> [What is asked]: Recast the records below as a two-column Markdown table headed "No." and "Entry." Number each line and omit blank lines.

───

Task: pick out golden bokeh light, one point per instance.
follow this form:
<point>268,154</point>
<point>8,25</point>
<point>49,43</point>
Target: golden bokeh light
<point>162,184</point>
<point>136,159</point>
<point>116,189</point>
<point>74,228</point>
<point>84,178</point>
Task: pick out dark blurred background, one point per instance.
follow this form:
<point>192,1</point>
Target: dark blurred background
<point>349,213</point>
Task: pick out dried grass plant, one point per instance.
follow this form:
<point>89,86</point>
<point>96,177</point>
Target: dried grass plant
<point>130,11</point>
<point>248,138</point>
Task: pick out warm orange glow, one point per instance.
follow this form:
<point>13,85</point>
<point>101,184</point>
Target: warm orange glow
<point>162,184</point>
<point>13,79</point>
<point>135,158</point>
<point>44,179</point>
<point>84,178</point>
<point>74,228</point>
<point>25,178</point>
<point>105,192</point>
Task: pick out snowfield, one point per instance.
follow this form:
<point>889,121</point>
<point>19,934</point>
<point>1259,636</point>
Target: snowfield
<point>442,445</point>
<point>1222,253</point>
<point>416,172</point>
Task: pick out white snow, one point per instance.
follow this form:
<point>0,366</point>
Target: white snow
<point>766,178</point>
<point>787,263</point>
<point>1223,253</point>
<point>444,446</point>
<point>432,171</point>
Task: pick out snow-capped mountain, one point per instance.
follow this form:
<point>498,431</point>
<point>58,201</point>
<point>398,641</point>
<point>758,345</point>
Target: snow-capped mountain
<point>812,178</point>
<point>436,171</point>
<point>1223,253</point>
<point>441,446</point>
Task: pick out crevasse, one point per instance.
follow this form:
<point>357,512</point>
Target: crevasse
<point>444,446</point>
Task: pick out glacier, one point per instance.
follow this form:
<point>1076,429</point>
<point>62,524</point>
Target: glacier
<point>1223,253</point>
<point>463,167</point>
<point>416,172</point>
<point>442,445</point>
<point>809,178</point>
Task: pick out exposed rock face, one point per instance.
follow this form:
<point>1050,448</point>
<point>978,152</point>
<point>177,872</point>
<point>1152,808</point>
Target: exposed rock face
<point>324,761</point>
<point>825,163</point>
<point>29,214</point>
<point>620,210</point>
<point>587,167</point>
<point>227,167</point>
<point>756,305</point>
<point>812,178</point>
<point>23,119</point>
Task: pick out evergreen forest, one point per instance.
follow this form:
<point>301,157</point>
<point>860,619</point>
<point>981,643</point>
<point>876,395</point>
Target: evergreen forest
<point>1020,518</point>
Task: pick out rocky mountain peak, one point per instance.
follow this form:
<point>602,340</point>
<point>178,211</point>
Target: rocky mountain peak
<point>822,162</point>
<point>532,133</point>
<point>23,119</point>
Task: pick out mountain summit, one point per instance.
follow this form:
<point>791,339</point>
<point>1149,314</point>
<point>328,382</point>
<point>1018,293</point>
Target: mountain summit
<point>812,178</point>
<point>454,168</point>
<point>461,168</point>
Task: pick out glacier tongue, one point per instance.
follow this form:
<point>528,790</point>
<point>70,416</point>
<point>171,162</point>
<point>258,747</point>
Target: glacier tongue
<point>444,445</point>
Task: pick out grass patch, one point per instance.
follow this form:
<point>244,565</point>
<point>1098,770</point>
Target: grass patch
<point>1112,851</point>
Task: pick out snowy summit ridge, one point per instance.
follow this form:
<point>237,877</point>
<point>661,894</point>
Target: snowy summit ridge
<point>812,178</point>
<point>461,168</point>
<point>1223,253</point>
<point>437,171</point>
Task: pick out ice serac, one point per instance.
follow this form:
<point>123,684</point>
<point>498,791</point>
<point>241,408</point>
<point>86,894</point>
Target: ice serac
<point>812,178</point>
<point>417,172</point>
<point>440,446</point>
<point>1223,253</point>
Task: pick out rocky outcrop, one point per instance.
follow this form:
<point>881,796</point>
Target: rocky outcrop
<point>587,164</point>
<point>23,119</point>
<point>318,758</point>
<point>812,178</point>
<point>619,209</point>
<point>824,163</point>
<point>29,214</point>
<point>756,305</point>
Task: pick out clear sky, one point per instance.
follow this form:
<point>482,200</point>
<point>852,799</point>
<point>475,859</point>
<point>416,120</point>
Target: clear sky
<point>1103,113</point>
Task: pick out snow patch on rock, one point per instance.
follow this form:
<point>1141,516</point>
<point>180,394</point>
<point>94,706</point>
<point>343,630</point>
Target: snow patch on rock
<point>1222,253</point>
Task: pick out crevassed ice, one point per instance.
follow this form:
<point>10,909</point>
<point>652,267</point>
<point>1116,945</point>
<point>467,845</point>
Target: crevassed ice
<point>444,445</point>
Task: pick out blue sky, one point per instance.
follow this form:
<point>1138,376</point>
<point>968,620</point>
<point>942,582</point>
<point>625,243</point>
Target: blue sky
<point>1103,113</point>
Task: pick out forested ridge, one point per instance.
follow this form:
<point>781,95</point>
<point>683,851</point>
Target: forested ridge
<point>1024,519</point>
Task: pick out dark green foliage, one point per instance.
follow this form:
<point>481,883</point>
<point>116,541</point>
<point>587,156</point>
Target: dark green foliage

───

> [Written response]:
| No. | Entry |
|---|---|
| 1 | Task: pick out golden bokeh light, one point per instance. |
| 2 | follow this form: |
| 3 | <point>268,154</point> |
| 4 | <point>8,25</point> |
| 5 | <point>49,43</point> |
| 6 | Target: golden bokeh light |
| 7 | <point>162,184</point> |
| 8 | <point>136,159</point> |
| 9 | <point>116,189</point> |
| 10 | <point>74,228</point> |
| 11 | <point>84,178</point> |
| 12 | Task: pick out dark blurred background, one point per instance. |
| 13 | follow this form: |
| 14 | <point>192,1</point> |
| 15 | Target: dark blurred background |
| 16 | <point>349,213</point> |
| 17 | Task: pick out dried grass plant, one point per instance. |
| 18 | follow this form: |
| 19 | <point>89,86</point> |
| 20 | <point>96,177</point> |
| 21 | Target: dried grass plant |
| 22 | <point>130,11</point> |
| 23 | <point>248,138</point> |
| 24 | Task: pick out warm orange glow, one point per instance. |
| 25 | follow this form: |
| 26 | <point>13,85</point> |
| 27 | <point>101,184</point> |
| 28 | Target: warm orange glow |
| 29 | <point>162,184</point> |
| 30 | <point>13,79</point> |
| 31 | <point>135,158</point> |
| 32 | <point>44,179</point> |
| 33 | <point>84,178</point> |
| 34 | <point>74,228</point> |
| 35 | <point>25,178</point> |
| 36 | <point>105,192</point> |
| 37 | Task: pick out snowfield, one point per instance. |
| 38 | follow this form: |
| 39 | <point>889,121</point> |
| 40 | <point>19,934</point> |
| 41 | <point>1259,636</point> |
| 42 | Target: snowfield |
| 43 | <point>442,445</point> |
| 44 | <point>1222,253</point> |
| 45 | <point>416,172</point> |
| 46 | Task: pick out white snow, one point per instance. |
| 47 | follow this form: |
| 48 | <point>0,366</point> |
| 49 | Target: white snow |
| 50 | <point>766,178</point> |
| 51 | <point>787,263</point> |
| 52 | <point>1223,253</point> |
| 53 | <point>444,446</point> |
| 54 | <point>432,171</point> |
| 55 | Task: pick out snow-capped mountain, one point per instance. |
| 56 | follow this form: |
| 57 | <point>498,431</point> |
| 58 | <point>58,201</point> |
| 59 | <point>398,641</point> |
| 60 | <point>758,345</point> |
| 61 | Target: snow-capped mountain |
| 62 | <point>812,178</point> |
| 63 | <point>436,171</point> |
| 64 | <point>1223,253</point> |
| 65 | <point>441,446</point> |
| 66 | Task: pick out crevasse, one point per instance. |
| 67 | follow this form: |
| 68 | <point>357,512</point> |
| 69 | Target: crevasse |
| 70 | <point>444,446</point> |
| 71 | Task: pick out glacier, one point per instance. |
| 72 | follow this form: |
| 73 | <point>1076,429</point> |
| 74 | <point>62,524</point> |
| 75 | Target: glacier |
| 76 | <point>1223,253</point> |
| 77 | <point>463,167</point> |
| 78 | <point>416,172</point> |
| 79 | <point>442,445</point> |
| 80 | <point>809,178</point> |
| 81 | Task: pick out exposed rock face, one point per instance. |
| 82 | follow this form: |
| 83 | <point>1050,448</point> |
| 84 | <point>978,152</point> |
| 85 | <point>177,872</point> |
| 86 | <point>1152,808</point> |
| 87 | Target: exposed rock face |
| 88 | <point>324,761</point> |
| 89 | <point>825,163</point> |
| 90 | <point>29,214</point> |
| 91 | <point>620,210</point> |
| 92 | <point>587,167</point> |
| 93 | <point>227,167</point> |
| 94 | <point>756,305</point> |
| 95 | <point>812,178</point> |
| 96 | <point>23,119</point> |
| 97 | Task: pick out evergreen forest, one point per instance. |
| 98 | follow this form: |
| 99 | <point>301,157</point> |
| 100 | <point>860,619</point> |
| 101 | <point>981,643</point> |
| 102 | <point>876,395</point> |
| 103 | Target: evergreen forest |
| 104 | <point>1020,518</point> |
| 105 | Task: pick out rocky mountain peak, one point per instance. |
| 106 | follow this form: |
| 107 | <point>602,340</point> |
| 108 | <point>178,211</point> |
| 109 | Target: rocky mountain peak |
| 110 | <point>822,162</point> |
| 111 | <point>532,133</point> |
| 112 | <point>23,119</point> |
| 113 | Task: pick out mountain summit, one point per instance. |
| 114 | follow this form: |
| 115 | <point>791,339</point> |
| 116 | <point>1149,314</point> |
| 117 | <point>328,382</point> |
| 118 | <point>1018,293</point> |
| 119 | Target: mountain summit |
| 120 | <point>812,178</point> |
| 121 | <point>454,168</point> |
| 122 | <point>461,168</point> |
| 123 | Task: pick out glacier tongue, one point per instance. |
| 124 | follow this form: |
| 125 | <point>528,790</point> |
| 126 | <point>70,416</point> |
| 127 | <point>171,162</point> |
| 128 | <point>258,747</point> |
| 129 | Target: glacier tongue |
| 130 | <point>444,445</point> |
| 131 | Task: pick out grass patch, one point per instance. |
| 132 | follow this form: |
| 133 | <point>244,565</point> |
| 134 | <point>1098,770</point> |
| 135 | Target: grass patch |
| 136 | <point>1112,851</point> |
| 137 | Task: pick out snowy summit ridge, one point per instance. |
| 138 | follow this form: |
| 139 | <point>237,877</point> |
| 140 | <point>661,894</point> |
| 141 | Target: snowy summit ridge |
| 142 | <point>812,178</point> |
| 143 | <point>461,168</point> |
| 144 | <point>1223,253</point> |
| 145 | <point>437,171</point> |
| 146 | Task: pick out ice serac, one point per instance. |
| 147 | follow this form: |
| 148 | <point>123,684</point> |
| 149 | <point>498,791</point> |
| 150 | <point>241,408</point> |
| 151 | <point>86,894</point> |
| 152 | Target: ice serac |
| 153 | <point>812,178</point> |
| 154 | <point>417,172</point> |
| 155 | <point>440,446</point> |
| 156 | <point>1223,253</point> |
| 157 | Task: pick out rocky outcrop, one point per instance. |
| 158 | follow this form: |
| 159 | <point>881,796</point> |
| 160 | Target: rocky outcrop |
| 161 | <point>587,164</point> |
| 162 | <point>23,119</point> |
| 163 | <point>318,758</point> |
| 164 | <point>812,178</point> |
| 165 | <point>619,209</point> |
| 166 | <point>824,163</point> |
| 167 | <point>29,214</point> |
| 168 | <point>756,305</point> |
| 169 | Task: pick out clear sky, one point per instance. |
| 170 | follow this form: |
| 171 | <point>482,200</point> |
| 172 | <point>852,799</point> |
| 173 | <point>475,859</point> |
| 174 | <point>416,120</point> |
| 175 | Target: clear sky |
| 176 | <point>1103,113</point> |
| 177 | Task: pick out snow patch on rock, one point per instance. |
| 178 | follow this form: |
| 179 | <point>1141,516</point> |
| 180 | <point>180,394</point> |
| 181 | <point>94,706</point> |
| 182 | <point>343,630</point> |
| 183 | Target: snow patch on rock |
| 184 | <point>1222,253</point> |
| 185 | Task: pick out crevassed ice, one point per instance. |
| 186 | follow this form: |
| 187 | <point>10,909</point> |
| 188 | <point>652,267</point> |
| 189 | <point>1116,945</point> |
| 190 | <point>467,845</point> |
| 191 | Target: crevassed ice |
| 192 | <point>444,445</point> |
| 193 | Task: pick out blue sky, one point per instance. |
| 194 | follow this form: |
| 195 | <point>1138,376</point> |
| 196 | <point>968,620</point> |
| 197 | <point>942,582</point> |
| 198 | <point>625,243</point> |
| 199 | Target: blue sky |
| 200 | <point>1103,113</point> |
| 201 | Task: pick out forested ridge, one point per instance. |
| 202 | follow this form: |
| 203 | <point>781,95</point> |
| 204 | <point>683,851</point> |
| 205 | Target: forested ridge |
| 206 | <point>1024,519</point> |
| 207 | Task: pick out dark green foliage, one point per instance. |
| 208 | follow this form: |
| 209 | <point>481,883</point> |
| 210 | <point>116,541</point> |
| 211 | <point>587,156</point> |
| 212 | Target: dark green foliage |